- Goal of the exercise -
Exactly transcribe the line that holds "Pin every instance of the grass" and every remaining line of the records, up to and including the final one, with nothing else.

- Supplied data -
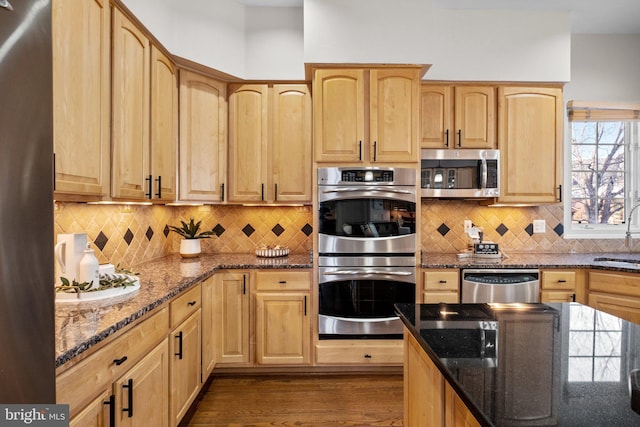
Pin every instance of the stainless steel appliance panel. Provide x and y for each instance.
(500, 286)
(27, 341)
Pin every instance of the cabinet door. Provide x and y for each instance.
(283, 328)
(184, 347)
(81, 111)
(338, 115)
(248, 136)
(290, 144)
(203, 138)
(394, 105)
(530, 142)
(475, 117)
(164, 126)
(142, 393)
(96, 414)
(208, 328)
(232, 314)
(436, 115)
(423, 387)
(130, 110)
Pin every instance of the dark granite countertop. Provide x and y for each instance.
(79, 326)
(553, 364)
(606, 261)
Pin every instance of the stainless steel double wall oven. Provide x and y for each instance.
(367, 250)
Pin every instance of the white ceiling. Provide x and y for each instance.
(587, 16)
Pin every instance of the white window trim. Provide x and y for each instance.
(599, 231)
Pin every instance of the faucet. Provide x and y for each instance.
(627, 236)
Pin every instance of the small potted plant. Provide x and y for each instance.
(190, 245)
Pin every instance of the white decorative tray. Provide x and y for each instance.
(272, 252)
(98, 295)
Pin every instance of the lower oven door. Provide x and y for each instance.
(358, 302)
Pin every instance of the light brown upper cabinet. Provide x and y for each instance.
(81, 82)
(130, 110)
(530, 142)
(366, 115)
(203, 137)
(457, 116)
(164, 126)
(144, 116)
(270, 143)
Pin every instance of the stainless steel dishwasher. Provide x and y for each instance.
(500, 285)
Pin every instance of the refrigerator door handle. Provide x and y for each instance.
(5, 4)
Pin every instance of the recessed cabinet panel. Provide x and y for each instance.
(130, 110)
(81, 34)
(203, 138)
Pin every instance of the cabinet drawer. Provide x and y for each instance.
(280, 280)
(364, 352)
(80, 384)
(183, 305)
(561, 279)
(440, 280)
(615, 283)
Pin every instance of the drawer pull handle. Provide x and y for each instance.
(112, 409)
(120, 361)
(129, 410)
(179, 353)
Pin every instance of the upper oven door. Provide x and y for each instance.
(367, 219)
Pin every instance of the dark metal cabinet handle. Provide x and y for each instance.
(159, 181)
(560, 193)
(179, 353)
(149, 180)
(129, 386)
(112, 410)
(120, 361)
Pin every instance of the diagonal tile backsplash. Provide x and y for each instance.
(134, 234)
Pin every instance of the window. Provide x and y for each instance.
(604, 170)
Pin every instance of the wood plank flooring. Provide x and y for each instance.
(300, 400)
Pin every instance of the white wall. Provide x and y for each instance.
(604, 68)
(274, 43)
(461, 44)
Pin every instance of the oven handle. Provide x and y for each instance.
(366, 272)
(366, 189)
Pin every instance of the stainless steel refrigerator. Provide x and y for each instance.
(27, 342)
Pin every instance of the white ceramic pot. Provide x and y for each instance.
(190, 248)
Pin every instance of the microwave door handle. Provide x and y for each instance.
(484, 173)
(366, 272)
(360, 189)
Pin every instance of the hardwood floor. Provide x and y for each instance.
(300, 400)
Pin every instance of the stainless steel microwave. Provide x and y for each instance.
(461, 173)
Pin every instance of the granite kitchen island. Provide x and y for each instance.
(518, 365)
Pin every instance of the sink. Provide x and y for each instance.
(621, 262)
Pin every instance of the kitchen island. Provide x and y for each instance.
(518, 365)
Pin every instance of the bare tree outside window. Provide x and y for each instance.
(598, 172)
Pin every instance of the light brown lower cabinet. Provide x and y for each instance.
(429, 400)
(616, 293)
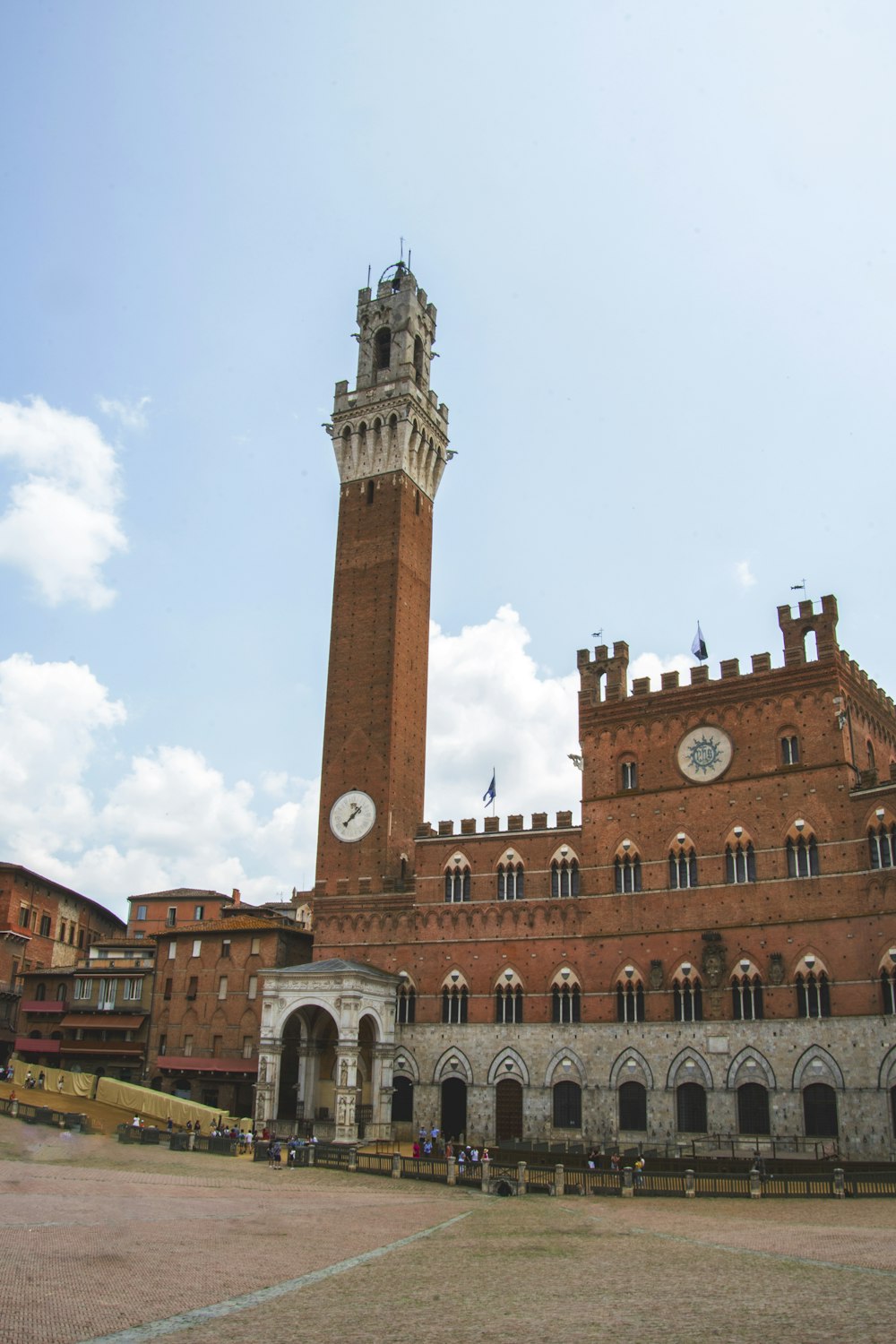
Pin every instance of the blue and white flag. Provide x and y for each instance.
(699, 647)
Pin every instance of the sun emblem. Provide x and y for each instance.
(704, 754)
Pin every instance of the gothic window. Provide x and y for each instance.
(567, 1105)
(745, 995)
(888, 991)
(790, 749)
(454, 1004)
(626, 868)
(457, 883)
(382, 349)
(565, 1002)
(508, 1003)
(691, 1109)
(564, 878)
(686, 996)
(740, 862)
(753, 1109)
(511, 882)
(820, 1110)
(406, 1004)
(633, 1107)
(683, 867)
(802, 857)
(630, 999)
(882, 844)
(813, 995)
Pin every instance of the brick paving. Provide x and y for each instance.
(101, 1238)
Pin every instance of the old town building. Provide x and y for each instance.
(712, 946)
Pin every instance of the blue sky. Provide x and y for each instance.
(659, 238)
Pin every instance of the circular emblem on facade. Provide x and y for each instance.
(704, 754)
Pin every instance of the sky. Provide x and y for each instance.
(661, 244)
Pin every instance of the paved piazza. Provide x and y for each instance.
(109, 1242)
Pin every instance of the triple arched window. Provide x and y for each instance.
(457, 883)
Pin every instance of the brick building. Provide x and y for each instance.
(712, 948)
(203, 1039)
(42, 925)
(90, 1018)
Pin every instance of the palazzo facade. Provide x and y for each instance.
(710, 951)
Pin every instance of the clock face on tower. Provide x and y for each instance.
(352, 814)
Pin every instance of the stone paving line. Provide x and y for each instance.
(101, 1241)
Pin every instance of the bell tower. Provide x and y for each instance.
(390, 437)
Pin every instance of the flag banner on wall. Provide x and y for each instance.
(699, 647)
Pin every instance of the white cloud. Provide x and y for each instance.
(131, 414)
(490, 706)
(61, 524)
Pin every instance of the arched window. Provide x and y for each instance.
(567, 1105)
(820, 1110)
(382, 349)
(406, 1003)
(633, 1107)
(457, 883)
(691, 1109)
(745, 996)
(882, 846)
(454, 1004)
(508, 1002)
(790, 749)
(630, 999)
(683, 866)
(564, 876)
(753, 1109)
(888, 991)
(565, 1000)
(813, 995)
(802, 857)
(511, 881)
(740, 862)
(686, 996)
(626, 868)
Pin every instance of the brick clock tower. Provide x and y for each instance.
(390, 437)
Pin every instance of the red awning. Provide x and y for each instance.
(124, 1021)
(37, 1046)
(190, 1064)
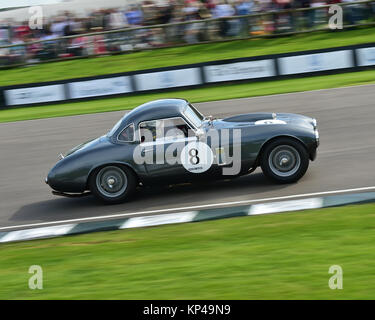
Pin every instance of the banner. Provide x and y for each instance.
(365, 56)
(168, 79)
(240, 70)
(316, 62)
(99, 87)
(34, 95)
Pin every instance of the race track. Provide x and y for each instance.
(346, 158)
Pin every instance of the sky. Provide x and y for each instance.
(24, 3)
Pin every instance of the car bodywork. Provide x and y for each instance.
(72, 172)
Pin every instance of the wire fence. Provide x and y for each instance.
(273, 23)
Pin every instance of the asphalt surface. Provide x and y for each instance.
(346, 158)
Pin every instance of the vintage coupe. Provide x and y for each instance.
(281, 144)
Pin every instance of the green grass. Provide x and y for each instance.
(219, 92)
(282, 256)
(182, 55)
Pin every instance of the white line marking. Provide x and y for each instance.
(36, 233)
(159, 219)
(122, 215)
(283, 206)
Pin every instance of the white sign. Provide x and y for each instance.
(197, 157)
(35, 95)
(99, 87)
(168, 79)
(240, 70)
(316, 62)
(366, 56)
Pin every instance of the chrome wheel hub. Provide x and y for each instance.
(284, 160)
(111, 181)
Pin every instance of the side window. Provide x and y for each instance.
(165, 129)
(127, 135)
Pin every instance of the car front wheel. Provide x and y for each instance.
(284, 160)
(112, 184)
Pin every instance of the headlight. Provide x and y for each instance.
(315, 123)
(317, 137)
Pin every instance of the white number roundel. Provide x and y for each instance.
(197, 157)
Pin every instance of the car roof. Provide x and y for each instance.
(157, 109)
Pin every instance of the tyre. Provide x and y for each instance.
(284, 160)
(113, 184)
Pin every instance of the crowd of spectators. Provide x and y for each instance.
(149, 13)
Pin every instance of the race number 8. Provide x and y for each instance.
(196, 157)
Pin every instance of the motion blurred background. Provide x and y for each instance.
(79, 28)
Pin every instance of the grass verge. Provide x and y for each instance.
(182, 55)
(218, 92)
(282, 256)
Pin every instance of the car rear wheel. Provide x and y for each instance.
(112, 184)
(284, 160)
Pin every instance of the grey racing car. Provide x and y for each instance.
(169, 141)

- Answer for the task -
Pin every instance of the grass verge. Provide x and y for each instance.
(182, 55)
(218, 92)
(282, 256)
Pin every instance of the car rear wheel. Provide x and y for each instance.
(112, 184)
(284, 160)
Pin every instance of the grey racing car. Provide x and y for each instance.
(169, 141)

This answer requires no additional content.